### Directions for this task
Begin with the first line of the material and write out each line exactly, ending with the line that contains "sample | [182, 195]". Pictures are not part of the copy.
═════ Provided records
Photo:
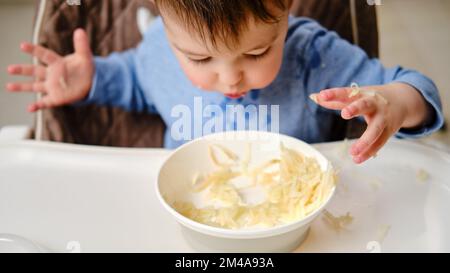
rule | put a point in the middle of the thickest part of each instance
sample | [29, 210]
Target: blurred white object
[10, 133]
[144, 19]
[10, 243]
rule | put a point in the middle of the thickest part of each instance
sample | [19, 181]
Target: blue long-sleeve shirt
[149, 78]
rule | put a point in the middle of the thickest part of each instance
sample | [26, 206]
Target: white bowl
[174, 181]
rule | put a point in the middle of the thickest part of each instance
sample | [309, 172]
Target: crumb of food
[313, 97]
[355, 90]
[382, 232]
[375, 184]
[337, 223]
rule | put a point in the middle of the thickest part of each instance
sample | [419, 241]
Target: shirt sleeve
[116, 82]
[329, 61]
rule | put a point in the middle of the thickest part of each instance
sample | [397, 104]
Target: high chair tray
[68, 197]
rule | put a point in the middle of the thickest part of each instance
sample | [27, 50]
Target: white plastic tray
[72, 197]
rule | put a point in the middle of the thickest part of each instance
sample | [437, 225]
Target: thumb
[81, 42]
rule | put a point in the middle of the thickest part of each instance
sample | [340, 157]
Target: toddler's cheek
[200, 79]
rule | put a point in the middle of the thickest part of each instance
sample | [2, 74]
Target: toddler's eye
[200, 61]
[258, 56]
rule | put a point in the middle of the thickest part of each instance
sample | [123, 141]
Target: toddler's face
[253, 64]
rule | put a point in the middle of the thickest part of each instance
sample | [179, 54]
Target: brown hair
[222, 20]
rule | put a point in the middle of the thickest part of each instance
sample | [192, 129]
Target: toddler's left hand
[383, 113]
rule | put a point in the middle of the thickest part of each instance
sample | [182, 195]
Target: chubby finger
[334, 98]
[43, 103]
[45, 55]
[26, 86]
[37, 71]
[373, 131]
[362, 106]
[342, 94]
[81, 42]
[373, 149]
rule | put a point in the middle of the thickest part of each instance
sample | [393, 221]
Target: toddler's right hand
[62, 80]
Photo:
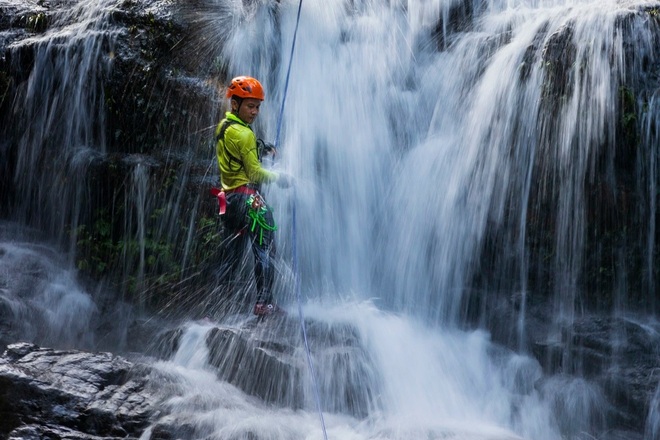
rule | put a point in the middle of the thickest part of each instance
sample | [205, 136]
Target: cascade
[449, 156]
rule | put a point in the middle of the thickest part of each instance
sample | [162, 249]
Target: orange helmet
[245, 87]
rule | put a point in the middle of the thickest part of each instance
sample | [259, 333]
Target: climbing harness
[257, 210]
[296, 275]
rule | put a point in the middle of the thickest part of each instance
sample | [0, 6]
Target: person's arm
[253, 169]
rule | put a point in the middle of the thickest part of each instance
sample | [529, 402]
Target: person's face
[248, 110]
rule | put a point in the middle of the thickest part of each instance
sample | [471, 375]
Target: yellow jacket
[236, 150]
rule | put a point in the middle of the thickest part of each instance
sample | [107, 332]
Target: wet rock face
[46, 393]
[267, 360]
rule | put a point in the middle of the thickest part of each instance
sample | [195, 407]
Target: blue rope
[294, 246]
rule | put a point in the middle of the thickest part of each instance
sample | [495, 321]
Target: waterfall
[60, 109]
[449, 157]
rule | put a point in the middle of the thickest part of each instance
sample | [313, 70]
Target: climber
[246, 213]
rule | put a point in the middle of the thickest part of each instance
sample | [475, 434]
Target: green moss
[37, 22]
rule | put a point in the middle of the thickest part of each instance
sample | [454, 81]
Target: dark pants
[238, 222]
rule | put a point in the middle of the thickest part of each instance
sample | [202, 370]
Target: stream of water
[410, 137]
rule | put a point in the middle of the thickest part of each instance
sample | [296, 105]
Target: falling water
[418, 133]
[411, 143]
[60, 108]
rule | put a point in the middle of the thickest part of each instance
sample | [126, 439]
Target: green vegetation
[37, 22]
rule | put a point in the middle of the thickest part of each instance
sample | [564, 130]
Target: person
[241, 177]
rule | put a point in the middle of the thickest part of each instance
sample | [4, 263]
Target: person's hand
[284, 180]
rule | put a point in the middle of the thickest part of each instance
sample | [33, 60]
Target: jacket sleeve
[247, 142]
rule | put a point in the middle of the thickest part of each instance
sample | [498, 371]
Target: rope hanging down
[293, 239]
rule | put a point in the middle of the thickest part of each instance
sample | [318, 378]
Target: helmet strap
[239, 102]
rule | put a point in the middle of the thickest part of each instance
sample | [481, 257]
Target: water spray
[296, 274]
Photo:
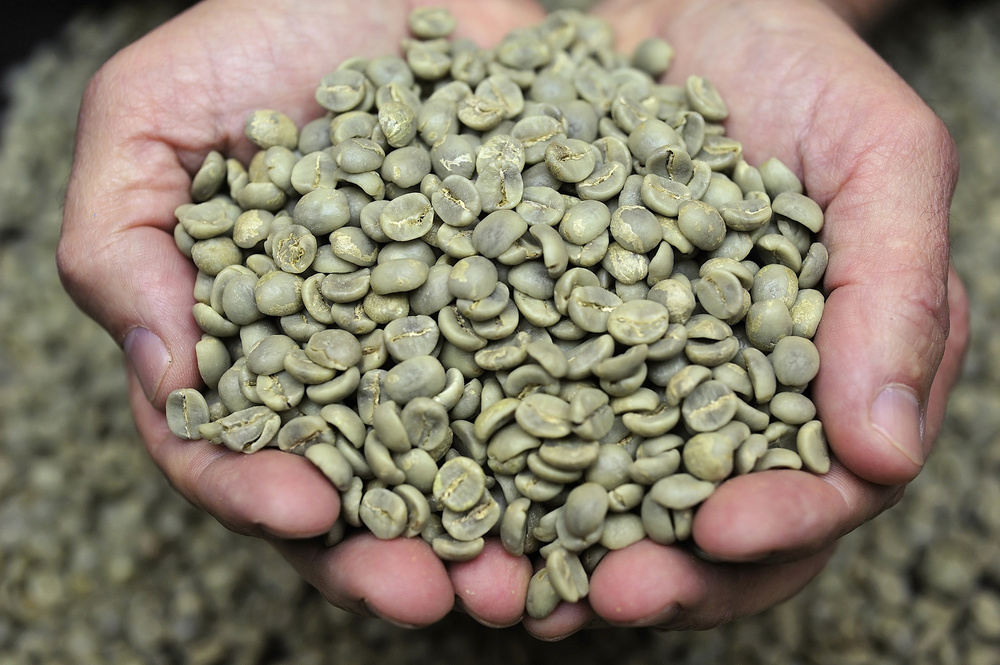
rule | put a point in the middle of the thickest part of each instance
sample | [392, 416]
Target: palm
[192, 84]
[801, 103]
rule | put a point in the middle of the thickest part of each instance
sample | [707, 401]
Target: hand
[800, 85]
[147, 120]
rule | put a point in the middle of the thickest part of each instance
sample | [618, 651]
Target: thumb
[117, 257]
[886, 324]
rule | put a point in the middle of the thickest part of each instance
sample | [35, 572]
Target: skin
[867, 149]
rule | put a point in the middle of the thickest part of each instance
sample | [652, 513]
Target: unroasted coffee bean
[523, 291]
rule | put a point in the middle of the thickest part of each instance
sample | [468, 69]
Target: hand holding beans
[361, 584]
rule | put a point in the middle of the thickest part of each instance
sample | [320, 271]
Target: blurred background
[102, 562]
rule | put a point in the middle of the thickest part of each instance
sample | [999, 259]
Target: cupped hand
[147, 120]
[801, 86]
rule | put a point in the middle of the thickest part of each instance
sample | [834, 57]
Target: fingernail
[896, 414]
[658, 620]
[148, 356]
[378, 615]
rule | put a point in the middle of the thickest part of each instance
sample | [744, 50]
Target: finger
[647, 584]
[567, 619]
[954, 354]
[783, 515]
[269, 493]
[492, 587]
[401, 580]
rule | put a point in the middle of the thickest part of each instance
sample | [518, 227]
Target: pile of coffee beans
[525, 292]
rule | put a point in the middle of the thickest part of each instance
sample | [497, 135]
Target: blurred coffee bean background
[102, 563]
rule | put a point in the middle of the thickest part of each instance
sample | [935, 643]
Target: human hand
[147, 120]
[280, 497]
[800, 85]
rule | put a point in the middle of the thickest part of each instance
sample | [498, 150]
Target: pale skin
[867, 149]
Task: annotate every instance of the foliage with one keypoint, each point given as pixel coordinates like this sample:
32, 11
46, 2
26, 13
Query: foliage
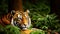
9, 30
37, 31
46, 21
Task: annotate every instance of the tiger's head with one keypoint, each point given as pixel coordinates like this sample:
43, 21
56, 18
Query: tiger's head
21, 19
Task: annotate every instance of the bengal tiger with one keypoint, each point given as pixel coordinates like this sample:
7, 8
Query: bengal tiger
17, 18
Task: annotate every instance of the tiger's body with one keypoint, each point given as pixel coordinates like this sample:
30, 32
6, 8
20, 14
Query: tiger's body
17, 18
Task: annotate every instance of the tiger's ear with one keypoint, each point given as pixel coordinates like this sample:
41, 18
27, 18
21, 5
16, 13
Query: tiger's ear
27, 11
12, 12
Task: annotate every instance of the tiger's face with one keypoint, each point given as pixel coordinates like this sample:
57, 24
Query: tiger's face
21, 19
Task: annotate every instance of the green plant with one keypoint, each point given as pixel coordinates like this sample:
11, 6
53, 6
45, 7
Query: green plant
9, 30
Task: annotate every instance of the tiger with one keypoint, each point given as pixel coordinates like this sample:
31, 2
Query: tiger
17, 18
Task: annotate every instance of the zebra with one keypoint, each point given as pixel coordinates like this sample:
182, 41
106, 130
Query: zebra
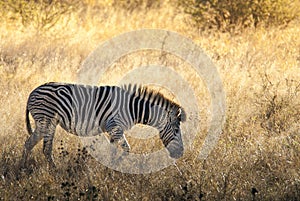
86, 110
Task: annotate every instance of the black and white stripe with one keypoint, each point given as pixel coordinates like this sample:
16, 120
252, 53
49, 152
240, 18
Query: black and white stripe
90, 110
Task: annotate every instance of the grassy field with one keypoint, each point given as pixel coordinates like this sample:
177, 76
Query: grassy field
259, 147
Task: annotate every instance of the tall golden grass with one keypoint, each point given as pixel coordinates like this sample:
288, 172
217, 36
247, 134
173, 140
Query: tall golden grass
258, 150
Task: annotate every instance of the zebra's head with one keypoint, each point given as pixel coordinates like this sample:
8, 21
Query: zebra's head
171, 134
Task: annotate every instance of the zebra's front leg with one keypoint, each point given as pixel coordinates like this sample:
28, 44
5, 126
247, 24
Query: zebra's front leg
117, 136
34, 138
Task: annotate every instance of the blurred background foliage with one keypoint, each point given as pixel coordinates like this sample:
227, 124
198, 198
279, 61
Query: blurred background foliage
223, 15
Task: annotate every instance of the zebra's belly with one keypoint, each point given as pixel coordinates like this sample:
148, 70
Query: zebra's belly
83, 129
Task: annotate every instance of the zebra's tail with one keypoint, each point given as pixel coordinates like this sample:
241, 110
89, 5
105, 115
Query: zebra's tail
28, 125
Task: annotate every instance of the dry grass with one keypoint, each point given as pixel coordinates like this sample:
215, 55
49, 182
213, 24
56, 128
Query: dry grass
259, 147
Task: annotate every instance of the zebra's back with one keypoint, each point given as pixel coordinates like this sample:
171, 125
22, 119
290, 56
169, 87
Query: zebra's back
79, 109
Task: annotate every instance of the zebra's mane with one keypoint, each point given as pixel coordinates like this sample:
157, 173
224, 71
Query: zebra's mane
154, 96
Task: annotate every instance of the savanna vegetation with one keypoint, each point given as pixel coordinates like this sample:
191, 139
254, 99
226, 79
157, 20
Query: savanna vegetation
256, 48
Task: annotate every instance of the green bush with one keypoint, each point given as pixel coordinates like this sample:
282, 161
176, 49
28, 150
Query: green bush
231, 14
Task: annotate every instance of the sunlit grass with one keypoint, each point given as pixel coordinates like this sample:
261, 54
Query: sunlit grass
259, 147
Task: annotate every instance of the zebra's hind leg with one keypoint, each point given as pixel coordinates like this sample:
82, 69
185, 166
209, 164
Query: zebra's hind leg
29, 144
48, 144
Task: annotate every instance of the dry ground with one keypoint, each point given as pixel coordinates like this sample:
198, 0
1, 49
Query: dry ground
259, 147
══════════
### Written reply
Photo:
rule | put a point in the middle of the thickest part of each instance
sample | [29, 210]
Target: blurred white object
[10, 133]
[144, 19]
[10, 243]
rule | put a point in the middle of the thickest part of each instance
sample | [19, 181]
Target: blue long-sleeve shirt
[149, 78]
rule | put a point in the middle of the thickest part of each instance
sample | [26, 206]
Target: white bowl
[174, 181]
rule | put a point in the middle of the thickest part of each instance
sample | [309, 172]
Target: crumb of food
[313, 97]
[355, 90]
[382, 232]
[375, 184]
[337, 223]
rule | put a point in the middle of the thickest part of each instance
sample | [419, 241]
Target: shirt sleeve
[116, 82]
[329, 61]
rule | put a point in the middle of the thickest part of each instance
sample | [397, 104]
Target: high chair tray
[68, 197]
rule | put a point in the middle of the thickest part of each instance
sample | [27, 50]
Target: white plastic tray
[72, 197]
rule | put a point in the middle of the thickest part of each instance
sample | [437, 225]
Target: thumb
[81, 42]
rule | put a point in the middle of the thickest part of each instance
sample | [340, 157]
Target: toddler's cheek
[200, 79]
rule | put a point in the middle of the thickest part of each instance
sample | [2, 74]
Target: toddler's eye
[200, 61]
[258, 56]
rule | put a point in the middle of the thickest part of each instance
sample | [123, 141]
Target: toddler's face
[253, 64]
rule | put a point in the middle of the thickest part of each instance
sample | [179, 54]
Target: brown hair
[222, 20]
rule | put a point in the middle of the thickest part of each instance
sample | [192, 129]
Target: toddler's left hand
[383, 113]
rule | put a point in the middle of the thickest part of each instance
sample | [182, 195]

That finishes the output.